(Extracted records)
=== Begin Enclosure ===

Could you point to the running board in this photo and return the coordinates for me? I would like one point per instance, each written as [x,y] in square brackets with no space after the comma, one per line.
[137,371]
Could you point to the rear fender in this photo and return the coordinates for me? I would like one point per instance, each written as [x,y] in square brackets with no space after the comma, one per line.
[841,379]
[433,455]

=== End Enclosure ===

● **Exercise details**: From the data above, copy each line exactly.

● **Reply**:
Could you point to the running board in this photo and return the coordinates for me? I would like one point per instance, each written as [x,y] in square brackets with no space after the comma, one per line.
[137,371]
Could you point to the rear fender in this photo and return the coordinates for me? I would like one point per instance, each written as [x,y] in square brackets with no space after the comma, one per line.
[841,379]
[433,455]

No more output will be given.